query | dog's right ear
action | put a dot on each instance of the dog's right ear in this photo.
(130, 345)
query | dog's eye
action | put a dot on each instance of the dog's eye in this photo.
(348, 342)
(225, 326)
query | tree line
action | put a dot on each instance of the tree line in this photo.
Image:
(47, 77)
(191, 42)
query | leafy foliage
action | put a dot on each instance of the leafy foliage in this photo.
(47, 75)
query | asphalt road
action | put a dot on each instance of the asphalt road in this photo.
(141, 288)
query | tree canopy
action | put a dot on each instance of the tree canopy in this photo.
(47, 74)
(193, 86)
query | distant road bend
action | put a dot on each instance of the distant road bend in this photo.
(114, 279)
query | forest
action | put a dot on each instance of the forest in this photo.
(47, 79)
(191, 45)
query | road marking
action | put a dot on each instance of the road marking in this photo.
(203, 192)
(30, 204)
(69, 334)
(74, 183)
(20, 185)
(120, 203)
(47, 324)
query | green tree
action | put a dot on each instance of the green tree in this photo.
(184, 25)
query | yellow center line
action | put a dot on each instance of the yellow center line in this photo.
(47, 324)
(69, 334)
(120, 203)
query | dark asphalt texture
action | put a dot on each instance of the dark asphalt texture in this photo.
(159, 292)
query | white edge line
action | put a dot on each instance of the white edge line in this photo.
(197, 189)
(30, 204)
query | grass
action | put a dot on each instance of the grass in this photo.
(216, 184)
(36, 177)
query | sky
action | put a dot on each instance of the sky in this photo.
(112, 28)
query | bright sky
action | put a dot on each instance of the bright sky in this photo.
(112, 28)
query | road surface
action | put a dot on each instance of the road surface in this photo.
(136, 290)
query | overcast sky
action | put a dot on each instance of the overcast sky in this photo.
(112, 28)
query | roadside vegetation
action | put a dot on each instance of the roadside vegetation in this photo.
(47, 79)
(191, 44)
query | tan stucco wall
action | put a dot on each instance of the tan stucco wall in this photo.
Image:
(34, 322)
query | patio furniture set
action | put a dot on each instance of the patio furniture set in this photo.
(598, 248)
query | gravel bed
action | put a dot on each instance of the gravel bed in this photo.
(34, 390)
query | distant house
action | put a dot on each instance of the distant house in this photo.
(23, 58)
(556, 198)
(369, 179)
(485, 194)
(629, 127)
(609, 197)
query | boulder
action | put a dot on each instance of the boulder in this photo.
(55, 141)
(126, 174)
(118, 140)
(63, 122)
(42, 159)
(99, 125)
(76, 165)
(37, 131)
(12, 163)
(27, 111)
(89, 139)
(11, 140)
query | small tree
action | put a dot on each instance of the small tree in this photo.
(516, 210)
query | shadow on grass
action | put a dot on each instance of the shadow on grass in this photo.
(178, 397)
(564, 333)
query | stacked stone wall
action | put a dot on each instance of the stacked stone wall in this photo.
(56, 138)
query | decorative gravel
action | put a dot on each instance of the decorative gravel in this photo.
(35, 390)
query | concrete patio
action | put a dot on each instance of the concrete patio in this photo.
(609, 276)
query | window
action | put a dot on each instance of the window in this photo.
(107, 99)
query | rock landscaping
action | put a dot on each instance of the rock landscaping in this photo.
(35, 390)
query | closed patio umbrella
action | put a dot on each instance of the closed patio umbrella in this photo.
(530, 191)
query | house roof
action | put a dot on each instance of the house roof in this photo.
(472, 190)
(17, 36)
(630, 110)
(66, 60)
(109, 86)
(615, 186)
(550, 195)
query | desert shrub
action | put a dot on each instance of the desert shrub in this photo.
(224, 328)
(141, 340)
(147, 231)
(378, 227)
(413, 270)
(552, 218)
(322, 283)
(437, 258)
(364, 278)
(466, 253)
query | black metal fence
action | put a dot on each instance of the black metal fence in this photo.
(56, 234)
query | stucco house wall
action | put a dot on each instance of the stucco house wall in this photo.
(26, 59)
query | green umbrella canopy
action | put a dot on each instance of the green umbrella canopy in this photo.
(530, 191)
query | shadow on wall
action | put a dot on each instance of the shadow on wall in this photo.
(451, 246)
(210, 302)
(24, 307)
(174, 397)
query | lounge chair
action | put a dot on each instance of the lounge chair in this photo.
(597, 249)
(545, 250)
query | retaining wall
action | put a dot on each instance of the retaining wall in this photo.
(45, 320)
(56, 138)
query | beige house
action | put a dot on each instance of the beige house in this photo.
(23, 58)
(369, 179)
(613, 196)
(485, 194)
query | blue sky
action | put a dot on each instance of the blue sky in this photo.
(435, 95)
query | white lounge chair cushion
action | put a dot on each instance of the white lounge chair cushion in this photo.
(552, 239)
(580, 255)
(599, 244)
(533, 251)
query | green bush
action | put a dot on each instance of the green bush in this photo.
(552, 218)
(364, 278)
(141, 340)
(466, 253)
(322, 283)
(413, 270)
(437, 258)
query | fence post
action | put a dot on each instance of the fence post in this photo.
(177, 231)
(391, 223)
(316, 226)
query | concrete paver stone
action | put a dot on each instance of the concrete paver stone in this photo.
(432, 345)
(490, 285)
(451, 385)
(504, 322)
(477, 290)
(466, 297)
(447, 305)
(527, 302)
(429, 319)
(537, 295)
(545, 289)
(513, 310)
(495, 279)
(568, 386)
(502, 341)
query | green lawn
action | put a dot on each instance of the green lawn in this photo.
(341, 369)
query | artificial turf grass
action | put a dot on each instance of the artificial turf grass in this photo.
* * * * * * * * *
## [What you are asked to do]
Please return the data above exactly as given.

## [Task output]
query | dog's right ear
action | put a dot on each instance of the dog's right ear in this photo.
(130, 345)
query | dog's eye
action | put a dot on each instance of the dog's eye in this photo.
(348, 342)
(225, 326)
query | tree line
action | put a dot on each instance of the tree line in this photo.
Image:
(47, 77)
(191, 42)
query | leafy foliage
action | put a dot on each instance of the leafy foliage in this photo.
(47, 75)
query | asphalt road
action | put a dot on each instance of the asphalt road in this photo.
(141, 288)
query | tree canopy
action | put a dot on each instance of the tree canopy in this photo.
(47, 74)
(193, 86)
query | distant road bend
action | put a dot on each instance of the distant road bend in this photo.
(114, 279)
query | forest
action | put a dot on each instance of the forest in this photo.
(47, 79)
(191, 45)
query | road marking
action | put a dot on each instance of the road marking in this photo.
(203, 192)
(30, 204)
(69, 334)
(74, 183)
(20, 185)
(120, 203)
(47, 324)
query | green tree
action | put a dot on each instance of the green tree in this photo.
(184, 25)
query | yellow center line
action | put a dot on each instance of the yellow center line in this photo.
(47, 324)
(69, 334)
(120, 203)
query | dark asphalt texture
action | put a dot on each instance of the dark asphalt texture in this photo.
(159, 292)
query | white edge line
action | put a dot on each instance of the white edge line in this photo.
(197, 189)
(30, 204)
query | grass
action | put a dot on each instance of the grass in this photo.
(216, 184)
(36, 177)
query | sky
action | put a dot on each instance of the sky in this photo.
(112, 28)
query | bright sky
action | put a dot on each instance of the bright sky in this photo.
(112, 28)
query | road surface
action | put a dot on each instance of the road surface in this photo.
(136, 290)
query | overcast sky
action | put a dot on each instance of the overcast sky in this photo.
(112, 28)
query | roadside vegetation
action | put a dot on each instance of the roadside vegetation in this photo.
(47, 79)
(191, 44)
query | tan stucco wall
action | put a dot on each instance of the tan stucco wall in this photo.
Image:
(34, 322)
query | patio furniture set
action | put a dot on each instance of the patio furniture set in this photo.
(598, 248)
query | gravel bed
action | put a dot on each instance of the gravel bed in this photo.
(34, 390)
query | distant house
action | put a dot on each instance of the distant house in this photo.
(23, 58)
(556, 198)
(369, 179)
(485, 194)
(629, 127)
(609, 197)
query | boulder
action | put a dot on each instance of the boulder in this photo.
(55, 141)
(126, 174)
(118, 140)
(63, 122)
(42, 159)
(99, 125)
(76, 165)
(37, 131)
(12, 163)
(27, 111)
(89, 139)
(11, 140)
query | small tree
action | put a dot on each instance of the small tree in this photo.
(516, 210)
query | shadow on grass
action | put a dot on each instance of the shadow on grass in this photo.
(178, 397)
(564, 333)
query | stacked stone wall
action | put a dot on each instance of the stacked stone wall in this photo.
(56, 138)
query | decorative gravel
action | put a dot on each instance of the decorative gravel in this photo.
(35, 390)
query | concrete patio
action | put a dot on each instance of the concrete patio in this photo.
(609, 276)
query | window
action | put a dot on each instance of the window in this photo.
(107, 99)
query | rock landscaping
action | put a dot on each instance of the rock landscaping in this photo.
(35, 390)
query | closed patio umbrella
action | put a dot on each instance of the closed patio umbrella in this photo.
(530, 191)
query | house roof
action | put a dot on each instance of the house roof in this photo.
(472, 190)
(17, 36)
(630, 110)
(66, 60)
(109, 86)
(615, 186)
(550, 195)
query | desert shrub
action | put a dot on each instance of the desert shrub in this photo.
(224, 328)
(141, 340)
(147, 231)
(378, 227)
(413, 270)
(552, 218)
(322, 283)
(437, 258)
(364, 278)
(466, 253)
query | black metal fence
action | put a dot on each instance of the black metal fence in this photo.
(56, 234)
query | stucco house wall
action | put a dot on each instance of the stucco house wall in this photo.
(26, 59)
query | green umbrella canopy
action | put a dot on each instance of the green umbrella canopy in this photo.
(530, 191)
query | shadow on wall
action | put a dot on each instance of the shadow on wall in this photo.
(451, 246)
(210, 302)
(24, 307)
(174, 397)
query | lounge chair
action | put a dot on each instance of the lounge chair in this photo.
(597, 249)
(545, 250)
query | retaining wall
action | put a dot on each instance of the retaining wall in this photo.
(45, 320)
(56, 138)
query | beige house
action | put a dot on each instance of the beige house in this photo.
(23, 58)
(369, 179)
(613, 196)
(485, 194)
query | blue sky
action | put a dot on each instance of the blue sky in this photo.
(435, 95)
query | white lounge chair cushion
action | put a dot on each instance of the white lounge chair cushion in this photo.
(552, 239)
(580, 255)
(599, 244)
(533, 251)
query | green bush
action | put a dot on each instance of the green bush in this photo.
(552, 218)
(364, 278)
(141, 340)
(466, 253)
(322, 283)
(413, 270)
(437, 258)
query | fence post
action | put a dot on each instance of the fence post in this photo.
(177, 231)
(391, 223)
(316, 226)
query | concrete paver stone
action | put a dot on each instance of the concrete paver stone in this photo.
(432, 345)
(490, 285)
(451, 385)
(504, 322)
(477, 290)
(466, 297)
(447, 305)
(527, 302)
(429, 319)
(537, 295)
(545, 289)
(513, 310)
(495, 279)
(568, 386)
(502, 341)
query | green lawn
action | put a dot on each instance of the green lawn in this photo.
(341, 369)
query | artificial turf grass
action | put a dot on each instance of the artificial turf grass in this photo.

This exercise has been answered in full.